• _Exercise aim_
Find the line containing "Objective - one point per instance of the tractor mudguard" in the material below; copy that line and all following lines exactly.

• _Provided data_
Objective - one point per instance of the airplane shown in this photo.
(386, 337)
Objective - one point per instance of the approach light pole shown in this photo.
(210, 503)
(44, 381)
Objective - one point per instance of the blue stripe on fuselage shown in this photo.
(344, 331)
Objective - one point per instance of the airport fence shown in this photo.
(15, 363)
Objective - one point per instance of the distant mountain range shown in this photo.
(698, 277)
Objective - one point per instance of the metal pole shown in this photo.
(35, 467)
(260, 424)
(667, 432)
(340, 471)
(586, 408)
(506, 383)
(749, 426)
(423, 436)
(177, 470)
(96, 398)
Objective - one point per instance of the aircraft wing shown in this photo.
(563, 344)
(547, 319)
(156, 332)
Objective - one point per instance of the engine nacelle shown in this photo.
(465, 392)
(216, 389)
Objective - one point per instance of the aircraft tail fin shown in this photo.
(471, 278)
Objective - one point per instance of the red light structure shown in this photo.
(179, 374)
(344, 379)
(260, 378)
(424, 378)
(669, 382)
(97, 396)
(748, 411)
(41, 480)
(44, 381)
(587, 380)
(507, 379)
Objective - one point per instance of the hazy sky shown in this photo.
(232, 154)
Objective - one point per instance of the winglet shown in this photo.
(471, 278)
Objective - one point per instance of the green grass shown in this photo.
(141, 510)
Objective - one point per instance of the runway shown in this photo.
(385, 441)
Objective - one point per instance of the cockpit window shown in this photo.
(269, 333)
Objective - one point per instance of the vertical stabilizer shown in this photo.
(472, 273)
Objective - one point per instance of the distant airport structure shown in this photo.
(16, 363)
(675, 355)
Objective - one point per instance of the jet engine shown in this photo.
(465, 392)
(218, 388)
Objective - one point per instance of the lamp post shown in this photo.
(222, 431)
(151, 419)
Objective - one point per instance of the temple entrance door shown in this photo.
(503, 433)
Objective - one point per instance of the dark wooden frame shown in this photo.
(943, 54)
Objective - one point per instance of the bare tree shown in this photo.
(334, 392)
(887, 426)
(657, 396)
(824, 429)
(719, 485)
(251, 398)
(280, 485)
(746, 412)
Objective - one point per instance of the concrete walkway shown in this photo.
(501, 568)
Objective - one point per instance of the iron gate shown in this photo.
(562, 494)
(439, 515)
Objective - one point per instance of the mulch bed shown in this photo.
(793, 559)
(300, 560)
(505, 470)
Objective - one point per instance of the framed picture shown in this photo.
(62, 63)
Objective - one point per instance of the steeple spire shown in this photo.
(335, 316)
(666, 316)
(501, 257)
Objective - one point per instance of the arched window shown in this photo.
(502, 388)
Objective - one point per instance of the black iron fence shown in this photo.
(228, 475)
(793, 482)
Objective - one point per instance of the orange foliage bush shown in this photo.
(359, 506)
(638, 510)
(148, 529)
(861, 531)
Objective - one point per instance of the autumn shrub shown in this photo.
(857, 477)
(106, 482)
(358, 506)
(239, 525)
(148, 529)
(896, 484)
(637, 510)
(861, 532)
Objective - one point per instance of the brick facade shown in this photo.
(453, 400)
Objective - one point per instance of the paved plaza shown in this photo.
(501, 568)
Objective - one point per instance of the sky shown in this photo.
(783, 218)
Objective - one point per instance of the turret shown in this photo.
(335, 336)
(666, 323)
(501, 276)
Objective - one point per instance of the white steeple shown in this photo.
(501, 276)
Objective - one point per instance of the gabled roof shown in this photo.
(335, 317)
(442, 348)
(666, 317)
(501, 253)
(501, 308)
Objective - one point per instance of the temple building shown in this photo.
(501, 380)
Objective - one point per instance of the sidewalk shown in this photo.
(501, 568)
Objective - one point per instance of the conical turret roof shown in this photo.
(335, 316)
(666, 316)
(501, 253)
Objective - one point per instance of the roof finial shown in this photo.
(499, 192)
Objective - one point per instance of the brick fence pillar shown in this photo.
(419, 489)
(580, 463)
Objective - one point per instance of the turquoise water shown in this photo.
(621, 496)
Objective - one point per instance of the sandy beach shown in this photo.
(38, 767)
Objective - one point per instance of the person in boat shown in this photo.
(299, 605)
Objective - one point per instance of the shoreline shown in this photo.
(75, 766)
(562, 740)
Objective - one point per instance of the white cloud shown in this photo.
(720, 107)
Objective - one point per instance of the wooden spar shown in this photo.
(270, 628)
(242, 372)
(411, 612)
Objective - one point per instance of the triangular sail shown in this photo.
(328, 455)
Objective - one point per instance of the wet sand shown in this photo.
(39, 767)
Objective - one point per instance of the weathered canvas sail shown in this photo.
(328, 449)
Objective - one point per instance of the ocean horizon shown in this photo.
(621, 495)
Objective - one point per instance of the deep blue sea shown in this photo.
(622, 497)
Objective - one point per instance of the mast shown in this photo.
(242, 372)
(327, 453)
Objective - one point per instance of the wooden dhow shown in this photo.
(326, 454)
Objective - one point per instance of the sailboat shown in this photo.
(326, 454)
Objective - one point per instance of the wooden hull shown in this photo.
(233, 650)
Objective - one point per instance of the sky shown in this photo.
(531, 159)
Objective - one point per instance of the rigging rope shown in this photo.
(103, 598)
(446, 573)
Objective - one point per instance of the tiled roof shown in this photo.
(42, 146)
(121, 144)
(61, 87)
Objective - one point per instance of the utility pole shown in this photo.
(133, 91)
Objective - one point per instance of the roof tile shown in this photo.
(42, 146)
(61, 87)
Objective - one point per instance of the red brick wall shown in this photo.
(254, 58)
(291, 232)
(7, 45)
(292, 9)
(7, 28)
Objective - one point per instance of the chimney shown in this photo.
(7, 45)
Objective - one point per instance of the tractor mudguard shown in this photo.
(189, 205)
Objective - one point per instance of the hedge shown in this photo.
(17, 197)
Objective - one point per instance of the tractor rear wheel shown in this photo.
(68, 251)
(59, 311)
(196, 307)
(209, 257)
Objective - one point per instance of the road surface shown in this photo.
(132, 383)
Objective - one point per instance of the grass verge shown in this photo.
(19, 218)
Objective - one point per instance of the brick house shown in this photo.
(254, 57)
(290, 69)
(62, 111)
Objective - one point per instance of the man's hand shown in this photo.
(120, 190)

• _Reply to the exercise_
Objective - one point per instance of the tractor mudguard shown in this photo.
(189, 205)
Objective - one point per instance of the hedge shown in this photo.
(17, 197)
Objective - one point per instance of the tractor rear wheel shown in this photo.
(68, 251)
(59, 311)
(196, 307)
(209, 257)
Objective - one point per instance of the road surface shown in this photo.
(132, 383)
Objective - one point per instance of the grass verge shown in this photo.
(19, 218)
Objective - one point per instance of the brick house shown in this photo.
(254, 57)
(290, 69)
(62, 111)
Objective - one point per instance of the man's hand shown in this photo.
(120, 190)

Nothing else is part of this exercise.